DATA SHOWN
»»
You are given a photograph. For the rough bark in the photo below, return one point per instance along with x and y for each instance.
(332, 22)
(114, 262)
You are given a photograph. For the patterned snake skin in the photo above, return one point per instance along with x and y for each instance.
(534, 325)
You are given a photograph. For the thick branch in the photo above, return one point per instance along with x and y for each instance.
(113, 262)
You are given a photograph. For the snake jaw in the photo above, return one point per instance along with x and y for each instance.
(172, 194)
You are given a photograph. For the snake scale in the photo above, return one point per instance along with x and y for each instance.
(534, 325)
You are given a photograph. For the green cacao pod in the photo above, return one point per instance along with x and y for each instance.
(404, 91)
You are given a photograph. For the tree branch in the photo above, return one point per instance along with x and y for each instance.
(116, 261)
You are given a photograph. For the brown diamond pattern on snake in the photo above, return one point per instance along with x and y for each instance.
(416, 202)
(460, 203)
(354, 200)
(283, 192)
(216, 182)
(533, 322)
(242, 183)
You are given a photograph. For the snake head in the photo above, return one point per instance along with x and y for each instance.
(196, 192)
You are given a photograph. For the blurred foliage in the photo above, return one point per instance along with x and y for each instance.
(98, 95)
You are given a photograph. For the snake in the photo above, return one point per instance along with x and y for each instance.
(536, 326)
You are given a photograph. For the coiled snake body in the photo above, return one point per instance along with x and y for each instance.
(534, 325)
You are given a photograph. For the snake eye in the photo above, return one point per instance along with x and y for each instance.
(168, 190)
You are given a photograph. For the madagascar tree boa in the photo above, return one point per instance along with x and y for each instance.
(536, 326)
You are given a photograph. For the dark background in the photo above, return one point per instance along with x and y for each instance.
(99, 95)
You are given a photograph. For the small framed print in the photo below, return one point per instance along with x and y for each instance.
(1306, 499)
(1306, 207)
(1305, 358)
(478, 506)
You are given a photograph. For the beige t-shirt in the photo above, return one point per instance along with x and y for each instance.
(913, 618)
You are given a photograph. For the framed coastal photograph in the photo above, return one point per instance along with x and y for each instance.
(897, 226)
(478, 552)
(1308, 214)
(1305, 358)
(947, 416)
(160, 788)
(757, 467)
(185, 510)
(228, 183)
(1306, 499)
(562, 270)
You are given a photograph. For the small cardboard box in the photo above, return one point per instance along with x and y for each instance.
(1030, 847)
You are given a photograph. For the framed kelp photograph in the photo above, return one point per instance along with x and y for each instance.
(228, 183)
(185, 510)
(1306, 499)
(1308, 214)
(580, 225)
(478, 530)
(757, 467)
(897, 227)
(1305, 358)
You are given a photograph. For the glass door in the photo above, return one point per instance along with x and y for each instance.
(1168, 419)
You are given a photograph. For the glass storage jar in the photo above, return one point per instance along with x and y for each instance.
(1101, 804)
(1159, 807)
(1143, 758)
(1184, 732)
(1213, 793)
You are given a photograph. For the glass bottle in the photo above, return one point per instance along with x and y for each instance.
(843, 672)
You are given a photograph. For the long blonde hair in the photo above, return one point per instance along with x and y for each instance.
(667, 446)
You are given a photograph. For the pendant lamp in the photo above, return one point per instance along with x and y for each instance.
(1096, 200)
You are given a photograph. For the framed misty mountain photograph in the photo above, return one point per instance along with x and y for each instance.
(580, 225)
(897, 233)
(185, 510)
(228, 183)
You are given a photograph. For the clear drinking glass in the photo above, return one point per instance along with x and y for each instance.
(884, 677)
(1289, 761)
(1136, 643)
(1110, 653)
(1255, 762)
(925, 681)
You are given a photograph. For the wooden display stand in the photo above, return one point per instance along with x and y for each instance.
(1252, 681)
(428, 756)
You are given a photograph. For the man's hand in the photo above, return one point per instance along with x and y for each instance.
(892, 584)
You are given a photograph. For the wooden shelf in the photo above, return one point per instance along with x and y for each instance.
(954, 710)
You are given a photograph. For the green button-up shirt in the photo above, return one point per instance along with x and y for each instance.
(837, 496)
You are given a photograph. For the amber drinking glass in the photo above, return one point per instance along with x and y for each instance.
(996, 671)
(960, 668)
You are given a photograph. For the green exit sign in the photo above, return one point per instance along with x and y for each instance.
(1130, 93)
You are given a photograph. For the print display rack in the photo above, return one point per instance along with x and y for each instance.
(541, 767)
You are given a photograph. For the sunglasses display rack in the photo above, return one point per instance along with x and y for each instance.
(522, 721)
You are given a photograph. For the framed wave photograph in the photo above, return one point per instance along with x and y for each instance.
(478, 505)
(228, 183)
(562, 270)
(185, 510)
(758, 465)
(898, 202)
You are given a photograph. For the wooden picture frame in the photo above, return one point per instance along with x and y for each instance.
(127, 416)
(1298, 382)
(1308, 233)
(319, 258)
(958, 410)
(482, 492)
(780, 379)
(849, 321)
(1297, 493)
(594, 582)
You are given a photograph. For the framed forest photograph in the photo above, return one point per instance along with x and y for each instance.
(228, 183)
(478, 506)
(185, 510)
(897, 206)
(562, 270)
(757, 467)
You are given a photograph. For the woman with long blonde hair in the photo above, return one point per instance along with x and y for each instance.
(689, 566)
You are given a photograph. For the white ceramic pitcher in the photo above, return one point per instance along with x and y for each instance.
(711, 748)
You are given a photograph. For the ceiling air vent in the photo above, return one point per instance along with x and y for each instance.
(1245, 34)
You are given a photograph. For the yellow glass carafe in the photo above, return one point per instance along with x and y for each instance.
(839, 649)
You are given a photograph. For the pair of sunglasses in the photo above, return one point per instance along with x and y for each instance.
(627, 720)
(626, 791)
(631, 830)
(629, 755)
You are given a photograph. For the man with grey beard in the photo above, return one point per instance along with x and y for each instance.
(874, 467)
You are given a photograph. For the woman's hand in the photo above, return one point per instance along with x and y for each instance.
««
WORK TO COMPLETE
In full and word for word, output the material.

REPLY
You are given a photograph. For the rough bark in the photo below, return one point per instance along with x and y for each instance.
(332, 22)
(114, 262)
You are given a photograph. For the patterned snake skin in the photo above, return one point per instance along with x and y for each instance.
(534, 325)
You are given a photograph. For the thick branch in the photo above, return one point per instance along with x and y for each instance.
(113, 262)
You are given a photograph. For the snake jaw in the photo above, return one point per instance along with x and y for each instance.
(172, 194)
You are given a photograph. For the snake scale in the photo above, return one point per instance along with x and y for each instance.
(534, 325)
You are given a photograph. For the green cacao pod in the photo above, return one point per instance along with x and y for each instance.
(404, 91)
You are given a photograph. For the tree branch in the photo above, return one point per instance along with x and y for each instance.
(116, 261)
You are given a photograph. For the brown diamond pattern on snake in the photo above, return one point per instance along with x and y for each instance.
(416, 202)
(460, 203)
(354, 200)
(283, 192)
(216, 182)
(533, 322)
(242, 183)
You are given a photograph. For the snake head in the photo above, return one point per instance along with x and y for each instance.
(196, 192)
You are given a photograph. For the blurred foliage in the photo above, return one point per instance along with x and y for each instance.
(98, 95)
You are given a photograph. For the snake in the photo above, return one point per instance along with x and y for each instance.
(536, 326)
You are given a photograph. For the coiled snake body in the photo above, return one point per instance along with x and y for each instance.
(534, 325)
You are given a photograph. For the snake eye in the photo above, return one point per instance along with x and y for each instance.
(168, 190)
You are given a photograph. For the madagascar tree boa in the photo above, return one point per instance along with x and y for each instance.
(536, 326)
You are given a photograph. For the dark background in the photo above, return one point per instance along with x and y for each instance.
(99, 95)
You are given a photograph. For the small framed print in the photo below, return one point per instance along with x and y for each instance.
(1306, 499)
(1306, 207)
(1305, 358)
(478, 506)
You are given a photograph. For the beige t-shirt in the photo above, return one point per instance along with x and y for each instance.
(913, 618)
You are given a photograph. For the framed coastal photograph in the photo above, return one point per instance along with x and y for each instance.
(897, 226)
(478, 552)
(1308, 214)
(1305, 358)
(947, 416)
(160, 788)
(757, 467)
(185, 510)
(228, 183)
(1306, 499)
(562, 270)
You are given a photograph. For the small cardboard box in the photo above, return one point per instance along with x and y for each instance.
(1030, 847)
You are given a photograph. For the framed kelp photograph in the photo above, return one point per instance along with x and y for each instance.
(228, 183)
(185, 510)
(1306, 499)
(1308, 214)
(580, 225)
(478, 530)
(757, 467)
(897, 227)
(1305, 358)
You are given a photograph. For the glass door in the photo above, return one point per instance along with x and y for each instance.
(1168, 419)
You are given a photograph. For the glass storage jar in the photo above, return one point per instance along with x and y for each instance.
(1101, 804)
(1159, 807)
(1143, 758)
(1184, 732)
(1213, 793)
You are given a photograph. For the glass bottle in the photo above, return one point per instance along with x and y for each instance.
(843, 672)
You are given a photograph. For the long blonde hair in the photo above, return one point per instance along with x and y for each instance.
(667, 446)
You are given a photograph. For the pendant lamp in the photo above, return one point per instance along with x and y for each instance.
(1096, 200)
You are given a photograph. For the framed misty mountain photograph in the photo above, return one point per instance along with x and y for each instance.
(580, 225)
(897, 233)
(185, 510)
(228, 183)
You are given a photograph. For the clear drinking glass in the photo above, return one point per instance along with x and y for each instance.
(884, 677)
(1289, 761)
(1136, 643)
(1110, 653)
(1255, 762)
(925, 681)
You are given a photograph. For the wooden display stand in the photo above, return one point per instance along with x and y for each instance.
(1252, 681)
(428, 756)
You are given a photograph. For the man's hand in the photo above, return one point per instance along with x and y for each instance.
(892, 584)
You are given a photograph. For the wooden shelf in the photo above, return one point per instance along with x and y for each instance.
(954, 710)
You are given a photograph. For the green button-up shirt in the photo above, return one point per instance along with x and y for each instance.
(837, 496)
You are given a photograph. For the amber drinking glass in the photo above, return one point per instance along with x and y for each instance.
(996, 671)
(960, 668)
You are given a photograph. For the green exit sign in the photo above, return one point per instance along with x and y for each instance.
(1130, 93)
You are given a photograph. For the print display rack in the photo above, return one point per instance along with x and y for each instance.
(541, 767)
You are given a photograph. For the sunglasses display rack in the photo above, return one point per instance along with x and y for each instance.
(522, 721)
You are given a photograph. For the framed wave photograph in the photo above, return one point per instance along with x and y for each instance.
(478, 505)
(228, 183)
(562, 270)
(185, 510)
(758, 465)
(898, 202)
You are given a photograph. For the wooden picture frame in the photo above, return one point per instance along with x and y for each instance.
(127, 416)
(1298, 382)
(1308, 233)
(319, 258)
(958, 410)
(482, 492)
(780, 379)
(849, 321)
(1297, 493)
(594, 582)
You are given a photograph. For the framed forest photograph in the photo above, return one point per instance along with x and y for each instance.
(228, 183)
(478, 506)
(185, 510)
(897, 206)
(562, 270)
(757, 467)
You are given a photograph. For the woman with long blonde hair in the photo above, return one point per instance along with x and y for each instance.
(689, 566)
You are given a photograph. For the white ceramic pitcher in the photo above, return one point per instance along with x and y for each instance.
(711, 748)
You are given a photograph. For the ceiling air vent in the photo above, return one point per instance along with x and y for each instance.
(1245, 34)
You are given a photograph. For the yellow glass carafe in the photo above, return one point per instance along with x and y for each instance.
(839, 649)
You are given a photograph. For the pair of sunglasses in the photo above, return one point per instance along with x and y for each instance.
(627, 720)
(626, 791)
(631, 830)
(629, 755)
You are given a photograph. For the man with grey beard in the photo above, return one point per instance along with x and y for each instance.
(874, 467)
You are given a photograph. For the woman's hand in the photo above, return one point per instance along with x and y for each instance.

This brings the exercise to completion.